WHAT YOU SHOULD DO →
The records below are to be transcribed in full, exactly as given.

INPUT →

● ● ●

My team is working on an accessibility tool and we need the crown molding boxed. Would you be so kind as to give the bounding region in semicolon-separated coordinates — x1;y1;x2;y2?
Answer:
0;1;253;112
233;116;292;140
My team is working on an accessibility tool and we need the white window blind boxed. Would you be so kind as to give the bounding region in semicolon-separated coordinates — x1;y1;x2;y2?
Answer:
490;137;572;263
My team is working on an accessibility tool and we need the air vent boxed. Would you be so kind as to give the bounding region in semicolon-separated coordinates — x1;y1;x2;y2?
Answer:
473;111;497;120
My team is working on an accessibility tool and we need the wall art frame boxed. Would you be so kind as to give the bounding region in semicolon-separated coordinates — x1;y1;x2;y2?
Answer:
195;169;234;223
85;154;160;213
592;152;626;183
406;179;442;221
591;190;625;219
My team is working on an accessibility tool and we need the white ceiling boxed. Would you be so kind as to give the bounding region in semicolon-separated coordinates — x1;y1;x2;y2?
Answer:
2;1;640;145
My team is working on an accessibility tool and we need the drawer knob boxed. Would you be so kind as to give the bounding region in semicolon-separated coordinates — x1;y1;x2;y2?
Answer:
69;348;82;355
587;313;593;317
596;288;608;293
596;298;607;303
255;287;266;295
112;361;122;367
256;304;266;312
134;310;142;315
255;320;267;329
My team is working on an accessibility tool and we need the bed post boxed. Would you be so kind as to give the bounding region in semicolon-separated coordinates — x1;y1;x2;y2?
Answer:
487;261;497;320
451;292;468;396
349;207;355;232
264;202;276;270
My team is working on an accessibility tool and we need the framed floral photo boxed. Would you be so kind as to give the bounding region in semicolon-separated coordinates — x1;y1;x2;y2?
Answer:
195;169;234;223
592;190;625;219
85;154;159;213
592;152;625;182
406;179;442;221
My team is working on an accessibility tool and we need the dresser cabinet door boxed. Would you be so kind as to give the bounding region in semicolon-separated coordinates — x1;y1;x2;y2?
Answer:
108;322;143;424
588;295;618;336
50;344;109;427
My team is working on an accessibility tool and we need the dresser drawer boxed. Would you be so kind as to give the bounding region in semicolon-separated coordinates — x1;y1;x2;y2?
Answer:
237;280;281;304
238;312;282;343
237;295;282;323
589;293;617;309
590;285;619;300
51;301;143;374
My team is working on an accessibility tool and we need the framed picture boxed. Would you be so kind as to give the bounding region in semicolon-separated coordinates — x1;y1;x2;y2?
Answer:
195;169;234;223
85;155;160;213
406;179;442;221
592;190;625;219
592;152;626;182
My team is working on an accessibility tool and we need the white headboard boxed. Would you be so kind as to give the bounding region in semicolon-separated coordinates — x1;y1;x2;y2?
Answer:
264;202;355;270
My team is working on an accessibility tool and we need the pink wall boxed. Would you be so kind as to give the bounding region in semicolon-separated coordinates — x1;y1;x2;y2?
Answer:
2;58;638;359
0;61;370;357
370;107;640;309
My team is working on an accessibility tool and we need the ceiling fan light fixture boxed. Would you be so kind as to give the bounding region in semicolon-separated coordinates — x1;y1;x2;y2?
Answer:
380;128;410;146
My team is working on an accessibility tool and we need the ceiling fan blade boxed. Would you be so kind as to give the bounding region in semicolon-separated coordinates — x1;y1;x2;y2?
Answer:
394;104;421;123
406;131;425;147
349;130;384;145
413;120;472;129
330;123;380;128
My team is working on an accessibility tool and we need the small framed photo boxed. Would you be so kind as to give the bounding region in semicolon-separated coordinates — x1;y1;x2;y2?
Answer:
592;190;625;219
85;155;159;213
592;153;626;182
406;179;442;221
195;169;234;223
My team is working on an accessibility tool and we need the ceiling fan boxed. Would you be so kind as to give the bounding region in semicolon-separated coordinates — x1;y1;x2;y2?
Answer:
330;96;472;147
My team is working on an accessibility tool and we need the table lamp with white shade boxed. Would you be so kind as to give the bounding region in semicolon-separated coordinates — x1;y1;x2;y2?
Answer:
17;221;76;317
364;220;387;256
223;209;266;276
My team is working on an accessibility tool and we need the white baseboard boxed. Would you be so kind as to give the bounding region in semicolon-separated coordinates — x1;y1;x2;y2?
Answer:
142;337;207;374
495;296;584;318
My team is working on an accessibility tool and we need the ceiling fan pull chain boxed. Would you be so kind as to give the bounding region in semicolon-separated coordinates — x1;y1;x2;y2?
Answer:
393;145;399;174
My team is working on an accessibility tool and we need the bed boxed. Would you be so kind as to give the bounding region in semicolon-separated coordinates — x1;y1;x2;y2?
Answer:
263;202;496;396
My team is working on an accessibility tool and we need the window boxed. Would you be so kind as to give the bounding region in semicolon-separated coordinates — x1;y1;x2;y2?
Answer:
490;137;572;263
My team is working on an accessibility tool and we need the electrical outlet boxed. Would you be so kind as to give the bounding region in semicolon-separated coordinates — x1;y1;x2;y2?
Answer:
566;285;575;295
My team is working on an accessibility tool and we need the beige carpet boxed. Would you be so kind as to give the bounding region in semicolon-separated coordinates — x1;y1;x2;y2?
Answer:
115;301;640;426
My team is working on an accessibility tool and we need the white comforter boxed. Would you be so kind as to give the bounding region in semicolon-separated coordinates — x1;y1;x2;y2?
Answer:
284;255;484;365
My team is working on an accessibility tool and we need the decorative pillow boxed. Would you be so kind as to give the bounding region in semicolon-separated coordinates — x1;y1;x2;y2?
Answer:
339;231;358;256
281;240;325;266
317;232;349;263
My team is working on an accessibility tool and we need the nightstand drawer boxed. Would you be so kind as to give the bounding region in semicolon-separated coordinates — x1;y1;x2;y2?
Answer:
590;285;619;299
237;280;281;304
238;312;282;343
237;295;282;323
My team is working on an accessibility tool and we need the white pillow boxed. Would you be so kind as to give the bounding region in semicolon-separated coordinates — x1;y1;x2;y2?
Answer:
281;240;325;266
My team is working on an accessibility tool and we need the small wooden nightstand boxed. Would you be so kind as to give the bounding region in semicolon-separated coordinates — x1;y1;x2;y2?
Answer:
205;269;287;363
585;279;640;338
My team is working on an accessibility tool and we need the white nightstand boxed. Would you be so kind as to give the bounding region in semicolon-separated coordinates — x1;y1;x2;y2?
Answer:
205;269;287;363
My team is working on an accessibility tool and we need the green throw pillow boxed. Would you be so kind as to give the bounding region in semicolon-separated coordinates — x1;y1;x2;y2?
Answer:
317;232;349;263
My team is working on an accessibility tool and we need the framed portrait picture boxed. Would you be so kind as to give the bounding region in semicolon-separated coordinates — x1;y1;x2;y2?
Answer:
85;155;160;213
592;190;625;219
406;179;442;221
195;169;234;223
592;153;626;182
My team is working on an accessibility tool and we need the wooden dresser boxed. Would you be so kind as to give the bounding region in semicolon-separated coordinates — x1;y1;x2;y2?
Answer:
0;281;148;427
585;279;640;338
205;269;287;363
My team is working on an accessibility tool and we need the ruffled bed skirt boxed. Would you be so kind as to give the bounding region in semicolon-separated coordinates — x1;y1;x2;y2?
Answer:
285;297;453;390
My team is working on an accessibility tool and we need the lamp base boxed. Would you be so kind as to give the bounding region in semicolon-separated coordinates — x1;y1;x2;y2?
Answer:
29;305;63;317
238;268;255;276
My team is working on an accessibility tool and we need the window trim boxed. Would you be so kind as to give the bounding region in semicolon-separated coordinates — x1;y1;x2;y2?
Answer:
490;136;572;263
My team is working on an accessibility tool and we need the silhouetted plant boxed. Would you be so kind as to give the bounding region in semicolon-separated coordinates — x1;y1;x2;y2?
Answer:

● ● ●

EXERCISE OUTPUT →
My team is working on an accessibility tool and we need the crown molding boxed. Would you be so kind as to give the bounding region in semicolon-separated coordinates — x1;y1;x2;y2?
Answer:
0;1;253;112
233;116;292;140
My team is working on an accessibility tool and we need the white window blind boxed. Would you be so kind as to give the bounding region in semicolon-separated coordinates — x1;y1;x2;y2?
Answer:
490;137;572;263
My team is working on an accessibility tool and we need the air vent boxed. Would you be so kind as to give the bounding region in semicolon-separated coordinates — x1;y1;x2;y2?
Answer:
473;111;497;120
My team is working on an accessibility tool and we need the wall art frame boxed. Would you be so kind as to give the bounding region in semicolon-separated coordinates — x1;y1;x2;y2?
Answer:
195;169;234;223
85;154;160;213
592;152;626;183
406;179;442;221
591;190;625;219
My team is working on an accessibility tool and we need the white ceiling boxed. Would you be so kind as to give the bounding region in semicolon-separated coordinates — x1;y1;x2;y2?
Answer:
2;1;640;145
My team is working on an accessibility tool and we need the drawer knob boxed. Would you be so kind as to give the bounding region in semicolon-separated coordinates — x1;y1;x2;y2?
Answer:
69;348;82;355
587;313;593;317
596;288;608;293
596;298;607;303
255;287;266;295
112;361;122;367
256;304;266;312
134;310;142;315
255;320;267;329
My team is working on an accessibility tool and we need the bed post boxed. Would you be so kind as to give the bounding region in semicolon-separated coordinates — x1;y1;x2;y2?
Answer:
487;261;497;320
451;292;468;396
349;207;355;232
264;202;276;270
My team is working on an accessibility tool and we need the framed floral photo boxed. Would you be so kind as to give the bounding region in semicolon-separated coordinates — x1;y1;x2;y2?
Answer:
195;169;234;223
592;190;625;219
85;154;159;213
592;152;625;182
406;179;442;221
My team is working on an accessibility tool and we need the dresser cabinet door boxed. Would you be so kind as to give the bounding region in semicolon-separated coordinates — x1;y1;x2;y2?
Answer:
108;322;143;424
588;295;618;336
50;344;109;427
My team is working on an accessibility tool and we need the dresser drawer boxed. Would you be so kind as to give the bounding region in semicolon-separated coordinates — x1;y1;x2;y2?
Answer:
237;280;281;304
238;312;282;343
237;295;282;323
589;293;617;309
590;285;619;300
51;301;143;374
My team is working on an accessibility tool and we need the framed picture boxed. Would you be so kind as to give the bounding region in semicolon-separated coordinates — x1;y1;x2;y2?
Answer:
195;169;234;223
85;155;160;213
406;179;442;221
592;190;625;219
592;152;626;182
My team is working on an accessibility tool and we need the white headboard boxed. Would you be so kind as to give the bounding region in semicolon-separated coordinates — x1;y1;x2;y2?
Answer:
264;202;355;270
My team is working on an accessibility tool and we need the pink wall boxed. Would you be so kind as to give the bounding region in semicolon-separated coordinates — x1;y1;x2;y2?
Answer:
2;58;638;359
0;61;370;357
370;107;640;309
My team is working on an accessibility tool and we need the ceiling fan light fixture boxed. Would you be so kind as to give the bounding region in semicolon-separated coordinates — x1;y1;x2;y2?
Answer:
380;128;410;146
My team is working on an accessibility tool and we need the ceiling fan blade boxed. Would you be so kind as to give the bounding region in semicolon-separated coordinates — x1;y1;x2;y2?
Answer:
394;104;421;123
406;131;425;147
349;130;384;145
413;120;472;129
330;123;380;128
My team is working on an accessibility tool and we need the small framed photo boxed. Would you be so kind as to give the bounding region in semicolon-separated coordinates — x1;y1;x2;y2?
Answer:
592;190;625;219
85;155;159;213
592;153;626;182
406;179;442;221
195;169;234;223
My team is working on an accessibility tool and we need the ceiling fan boxed. Would you be so kind as to give the bounding region in semicolon-separated coordinates — x1;y1;x2;y2?
Answer:
330;96;472;147
My team is working on an accessibility tool and we need the table lamp with white shade boxed. Would you be so kind as to give the bounding region in semicolon-separated coordinates — x1;y1;x2;y2?
Answer:
17;221;76;317
364;220;387;256
223;209;266;276
My team is working on an accessibility tool and we need the white baseboard boxed. Would you be so kind as to give the bounding region in semicolon-separated coordinates — x1;y1;x2;y2?
Answer:
142;337;207;374
495;296;584;318
My team is working on an accessibility tool and we need the ceiling fan pull chain boxed. Would you be so kind as to give the bounding region in semicolon-separated coordinates — x1;y1;x2;y2?
Answer:
393;145;399;174
My team is working on an accessibility tool and we need the bed boxed. Would you be so kind as to give the bounding region in semicolon-separated coordinates — x1;y1;x2;y2?
Answer:
263;202;496;396
My team is working on an accessibility tool and we need the window boxed. Would you be so kind as to give the bounding region in semicolon-separated coordinates — x1;y1;x2;y2?
Answer:
490;137;572;263
My team is working on an accessibility tool and we need the electrical outlet boxed. Would you be so kind as to give the bounding region in semicolon-separated coordinates — x1;y1;x2;y2?
Answer:
566;285;575;295
My team is working on an accessibility tool and we need the beige carpet boxed. Would you be so kind as to give the bounding region in semicolon-separated coordinates — x1;y1;x2;y2?
Answer:
115;301;640;426
My team is working on an accessibility tool and we need the white comforter boxed. Would you be so kind as to give the bounding region in semicolon-separated coordinates — x1;y1;x2;y2?
Answer:
284;255;484;365
My team is working on an accessibility tool and we need the decorative pillow boxed. Would you be so kind as to give the bounding region in semicolon-separated coordinates — x1;y1;x2;y2?
Answer:
339;231;358;256
281;240;325;266
317;232;349;263
My team is working on an accessibility tool and we need the nightstand drawer boxed. Would you be so kind as to give the bounding region in semicolon-separated coordinates — x1;y1;x2;y2?
Answer:
590;285;619;299
237;280;281;304
238;312;282;343
237;295;282;323
My team is working on an accessibility tool and we need the white pillow boxed. Would you be so kind as to give the bounding region in semicolon-separated coordinates — x1;y1;x2;y2?
Answer:
281;240;325;266
My team is working on an accessibility tool and we need the small wooden nightstand boxed. Would you be so kind as to give the bounding region in semicolon-separated coordinates — x1;y1;x2;y2?
Answer:
205;269;287;363
585;279;640;338
My team is working on an accessibility tool and we need the white nightstand boxed. Would you be so kind as to give the bounding region in semicolon-separated coordinates — x1;y1;x2;y2?
Answer:
205;269;287;363
My team is working on an accessibility tool and we need the green throw pillow boxed. Would you be so kind as to give the bounding region in semicolon-separated coordinates — x1;y1;x2;y2?
Answer:
317;232;349;263
My team is working on an accessibility tool and we need the framed portrait picture boxed. Would you be so kind as to give the bounding region in semicolon-separated coordinates — x1;y1;x2;y2?
Answer:
85;155;160;213
592;190;625;219
406;179;442;221
195;169;234;223
592;153;626;182
My team is working on an accessibility tool and we need the wooden dresser boxed. Would you be so kind as to give the bounding region in semicolon-separated coordinates — x1;y1;x2;y2?
Answer:
0;281;148;427
585;279;640;338
205;269;287;363
My team is working on an accessibility tool and we need the ruffled bed skirt boxed. Would you be so kind as to give the bounding region in semicolon-separated coordinates — x1;y1;x2;y2?
Answer:
285;297;453;390
My team is working on an accessibility tool and we need the lamp base boxed. Would you be so kind as to give the bounding region in semicolon-separated coordinates — x1;y1;x2;y2?
Answer:
29;305;63;317
238;268;255;276
My team is working on an accessibility tool and we need the window trim boxed. Would you be so kind as to give the bounding region in semicolon-separated coordinates — x1;y1;x2;y2?
Answer:
490;136;572;263
My team is working on an accessibility tool and we need the silhouetted plant boxed. Would you be so kind as to give the bounding region in semicolon-separated coordinates — x1;y1;x2;y2?
Answer:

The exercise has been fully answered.